▶ [Written instruction]:
Please pick out and copy each line of the material below that contains the word "Return". Match capitalization exactly.

(Portion of a data file)
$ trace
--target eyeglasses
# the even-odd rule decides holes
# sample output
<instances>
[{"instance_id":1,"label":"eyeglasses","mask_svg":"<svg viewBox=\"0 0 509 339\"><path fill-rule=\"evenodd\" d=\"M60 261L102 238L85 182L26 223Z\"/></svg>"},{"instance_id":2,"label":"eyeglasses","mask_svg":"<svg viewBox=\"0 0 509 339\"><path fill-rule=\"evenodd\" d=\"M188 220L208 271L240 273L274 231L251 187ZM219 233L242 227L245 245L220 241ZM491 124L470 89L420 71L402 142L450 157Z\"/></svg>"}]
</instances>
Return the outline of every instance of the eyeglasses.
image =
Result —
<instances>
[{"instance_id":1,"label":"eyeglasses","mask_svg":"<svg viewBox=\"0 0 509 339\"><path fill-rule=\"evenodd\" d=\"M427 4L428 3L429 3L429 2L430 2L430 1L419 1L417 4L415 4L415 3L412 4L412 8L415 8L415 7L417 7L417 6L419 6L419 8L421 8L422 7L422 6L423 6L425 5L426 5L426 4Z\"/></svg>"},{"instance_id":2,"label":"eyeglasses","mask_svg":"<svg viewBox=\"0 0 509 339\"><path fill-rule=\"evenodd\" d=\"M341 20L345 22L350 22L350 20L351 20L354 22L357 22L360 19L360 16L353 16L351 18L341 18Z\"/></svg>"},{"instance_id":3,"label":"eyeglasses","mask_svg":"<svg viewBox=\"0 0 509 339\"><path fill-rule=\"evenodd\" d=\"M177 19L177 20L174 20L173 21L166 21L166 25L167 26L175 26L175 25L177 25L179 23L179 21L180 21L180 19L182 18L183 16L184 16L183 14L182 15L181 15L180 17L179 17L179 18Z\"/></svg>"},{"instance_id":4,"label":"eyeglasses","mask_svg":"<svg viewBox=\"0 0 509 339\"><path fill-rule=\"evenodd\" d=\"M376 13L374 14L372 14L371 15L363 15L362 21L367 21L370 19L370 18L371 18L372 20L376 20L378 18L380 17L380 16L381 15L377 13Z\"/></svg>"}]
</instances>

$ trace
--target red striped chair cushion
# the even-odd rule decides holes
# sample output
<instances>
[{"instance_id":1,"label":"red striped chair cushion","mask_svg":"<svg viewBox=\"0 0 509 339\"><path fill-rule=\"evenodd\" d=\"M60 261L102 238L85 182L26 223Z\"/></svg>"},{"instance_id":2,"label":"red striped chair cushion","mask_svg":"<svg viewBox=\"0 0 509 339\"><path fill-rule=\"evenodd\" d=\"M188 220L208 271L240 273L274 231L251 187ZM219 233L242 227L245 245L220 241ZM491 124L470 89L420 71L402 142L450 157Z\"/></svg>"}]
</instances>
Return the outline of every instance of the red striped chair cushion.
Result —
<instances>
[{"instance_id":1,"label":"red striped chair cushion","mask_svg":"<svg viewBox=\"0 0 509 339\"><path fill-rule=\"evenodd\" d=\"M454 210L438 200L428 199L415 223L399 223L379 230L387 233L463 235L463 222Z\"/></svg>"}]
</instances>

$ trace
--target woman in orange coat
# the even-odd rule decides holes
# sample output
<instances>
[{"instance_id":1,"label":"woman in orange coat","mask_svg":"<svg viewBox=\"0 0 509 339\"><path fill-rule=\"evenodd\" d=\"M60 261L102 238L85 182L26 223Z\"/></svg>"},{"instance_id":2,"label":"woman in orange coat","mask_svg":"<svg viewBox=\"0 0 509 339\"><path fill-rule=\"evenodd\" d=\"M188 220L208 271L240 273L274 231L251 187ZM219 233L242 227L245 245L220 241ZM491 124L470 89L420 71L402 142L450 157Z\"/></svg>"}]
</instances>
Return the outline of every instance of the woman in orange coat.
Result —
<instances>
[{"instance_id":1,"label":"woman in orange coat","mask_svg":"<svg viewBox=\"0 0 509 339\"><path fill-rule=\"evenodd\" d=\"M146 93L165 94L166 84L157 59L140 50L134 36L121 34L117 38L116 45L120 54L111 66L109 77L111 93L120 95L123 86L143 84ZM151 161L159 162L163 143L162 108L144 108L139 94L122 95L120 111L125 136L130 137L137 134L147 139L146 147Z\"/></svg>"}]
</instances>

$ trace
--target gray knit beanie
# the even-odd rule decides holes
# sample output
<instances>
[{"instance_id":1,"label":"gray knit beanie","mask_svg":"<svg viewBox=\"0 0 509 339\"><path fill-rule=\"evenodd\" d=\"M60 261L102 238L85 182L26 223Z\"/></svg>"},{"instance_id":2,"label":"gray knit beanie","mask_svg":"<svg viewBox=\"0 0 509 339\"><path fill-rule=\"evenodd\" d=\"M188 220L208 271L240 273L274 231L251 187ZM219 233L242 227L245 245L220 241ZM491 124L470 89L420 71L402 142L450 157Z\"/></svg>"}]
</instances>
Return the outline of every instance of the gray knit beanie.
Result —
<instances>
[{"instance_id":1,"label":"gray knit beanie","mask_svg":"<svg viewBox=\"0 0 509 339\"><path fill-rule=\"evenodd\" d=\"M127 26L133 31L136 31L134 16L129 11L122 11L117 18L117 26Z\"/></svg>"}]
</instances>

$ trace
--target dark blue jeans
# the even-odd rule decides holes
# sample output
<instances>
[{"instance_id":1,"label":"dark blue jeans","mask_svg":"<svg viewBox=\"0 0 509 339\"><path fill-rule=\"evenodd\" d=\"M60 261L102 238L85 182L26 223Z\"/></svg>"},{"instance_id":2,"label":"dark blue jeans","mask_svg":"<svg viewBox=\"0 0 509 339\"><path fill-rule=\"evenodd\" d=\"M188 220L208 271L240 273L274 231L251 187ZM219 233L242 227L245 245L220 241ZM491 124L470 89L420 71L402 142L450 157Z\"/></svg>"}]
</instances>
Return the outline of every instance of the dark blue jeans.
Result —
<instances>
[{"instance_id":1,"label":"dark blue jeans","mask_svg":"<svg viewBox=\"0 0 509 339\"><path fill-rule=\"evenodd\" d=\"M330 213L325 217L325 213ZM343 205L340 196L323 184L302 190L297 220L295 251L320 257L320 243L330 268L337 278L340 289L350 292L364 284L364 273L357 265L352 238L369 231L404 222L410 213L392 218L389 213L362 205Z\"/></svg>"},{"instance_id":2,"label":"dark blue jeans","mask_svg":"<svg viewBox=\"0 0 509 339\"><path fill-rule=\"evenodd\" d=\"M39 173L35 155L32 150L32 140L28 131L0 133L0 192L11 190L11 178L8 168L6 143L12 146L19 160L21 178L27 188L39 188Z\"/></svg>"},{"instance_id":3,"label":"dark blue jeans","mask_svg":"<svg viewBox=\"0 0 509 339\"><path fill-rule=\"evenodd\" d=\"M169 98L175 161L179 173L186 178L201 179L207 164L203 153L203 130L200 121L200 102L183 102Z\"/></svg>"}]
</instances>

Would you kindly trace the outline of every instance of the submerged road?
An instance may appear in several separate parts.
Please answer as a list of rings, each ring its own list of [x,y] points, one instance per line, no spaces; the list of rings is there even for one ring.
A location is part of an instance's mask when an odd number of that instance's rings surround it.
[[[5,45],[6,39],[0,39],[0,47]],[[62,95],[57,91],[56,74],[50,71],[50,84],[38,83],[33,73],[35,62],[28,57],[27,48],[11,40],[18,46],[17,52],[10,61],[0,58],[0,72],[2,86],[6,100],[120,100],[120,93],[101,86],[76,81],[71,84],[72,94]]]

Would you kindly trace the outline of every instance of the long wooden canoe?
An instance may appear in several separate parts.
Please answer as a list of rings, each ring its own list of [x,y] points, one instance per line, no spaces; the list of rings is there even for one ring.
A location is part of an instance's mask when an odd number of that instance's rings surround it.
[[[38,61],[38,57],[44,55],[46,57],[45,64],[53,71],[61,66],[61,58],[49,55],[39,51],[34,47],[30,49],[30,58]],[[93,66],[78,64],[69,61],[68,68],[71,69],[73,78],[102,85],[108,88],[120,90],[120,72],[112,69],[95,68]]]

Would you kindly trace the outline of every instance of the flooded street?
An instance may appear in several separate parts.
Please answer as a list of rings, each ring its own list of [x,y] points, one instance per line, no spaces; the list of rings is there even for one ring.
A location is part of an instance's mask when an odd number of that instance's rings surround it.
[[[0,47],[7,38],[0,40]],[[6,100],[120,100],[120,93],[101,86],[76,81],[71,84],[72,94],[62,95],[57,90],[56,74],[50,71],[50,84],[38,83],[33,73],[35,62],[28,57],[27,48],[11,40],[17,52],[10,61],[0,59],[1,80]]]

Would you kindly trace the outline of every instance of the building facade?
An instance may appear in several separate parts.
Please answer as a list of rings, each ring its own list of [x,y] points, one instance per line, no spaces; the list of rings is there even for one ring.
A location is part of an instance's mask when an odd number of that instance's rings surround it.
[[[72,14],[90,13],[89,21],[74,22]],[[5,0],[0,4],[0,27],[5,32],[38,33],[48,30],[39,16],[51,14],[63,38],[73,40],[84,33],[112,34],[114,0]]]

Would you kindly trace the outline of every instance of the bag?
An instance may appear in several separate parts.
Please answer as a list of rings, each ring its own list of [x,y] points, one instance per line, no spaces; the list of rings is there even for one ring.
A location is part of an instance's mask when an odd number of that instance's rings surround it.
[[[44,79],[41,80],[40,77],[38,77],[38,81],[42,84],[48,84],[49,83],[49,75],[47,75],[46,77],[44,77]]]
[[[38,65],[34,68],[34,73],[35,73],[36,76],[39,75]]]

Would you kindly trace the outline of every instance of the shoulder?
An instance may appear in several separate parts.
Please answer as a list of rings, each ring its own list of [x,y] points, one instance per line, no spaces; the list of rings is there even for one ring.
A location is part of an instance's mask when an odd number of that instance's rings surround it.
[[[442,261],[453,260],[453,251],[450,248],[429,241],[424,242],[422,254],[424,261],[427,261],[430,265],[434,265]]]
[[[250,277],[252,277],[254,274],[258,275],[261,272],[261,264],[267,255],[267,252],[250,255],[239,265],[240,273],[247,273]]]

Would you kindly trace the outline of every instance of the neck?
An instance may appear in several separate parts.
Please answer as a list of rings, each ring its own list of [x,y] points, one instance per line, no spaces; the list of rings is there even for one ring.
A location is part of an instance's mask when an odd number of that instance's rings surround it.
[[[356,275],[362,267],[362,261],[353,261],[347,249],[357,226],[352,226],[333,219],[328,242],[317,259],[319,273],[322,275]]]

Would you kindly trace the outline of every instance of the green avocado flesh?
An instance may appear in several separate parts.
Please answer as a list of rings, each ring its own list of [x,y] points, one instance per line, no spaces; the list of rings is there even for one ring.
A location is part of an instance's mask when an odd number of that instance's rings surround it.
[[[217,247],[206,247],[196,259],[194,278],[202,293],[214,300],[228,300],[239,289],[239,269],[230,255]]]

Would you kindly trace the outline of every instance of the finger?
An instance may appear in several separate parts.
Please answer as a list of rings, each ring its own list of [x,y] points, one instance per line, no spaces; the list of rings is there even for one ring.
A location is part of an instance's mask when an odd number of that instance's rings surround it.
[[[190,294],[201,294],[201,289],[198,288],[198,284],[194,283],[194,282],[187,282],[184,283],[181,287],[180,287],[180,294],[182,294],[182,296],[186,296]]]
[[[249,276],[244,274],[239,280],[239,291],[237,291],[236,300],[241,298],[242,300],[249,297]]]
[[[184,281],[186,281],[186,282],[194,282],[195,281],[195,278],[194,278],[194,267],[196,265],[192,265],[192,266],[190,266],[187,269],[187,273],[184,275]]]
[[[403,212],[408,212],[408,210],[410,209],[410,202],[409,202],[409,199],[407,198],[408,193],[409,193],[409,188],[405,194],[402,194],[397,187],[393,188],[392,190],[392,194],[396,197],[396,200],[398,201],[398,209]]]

▶ [Finished answer]:
Return the outline of every instance of the eyeglasses.
Return the outline of every instance of the red striped chair cushion.
Return the outline of every instance of the woman in orange coat.
Return the outline of every instance of the gray knit beanie.
Return the outline of every instance of the dark blue jeans.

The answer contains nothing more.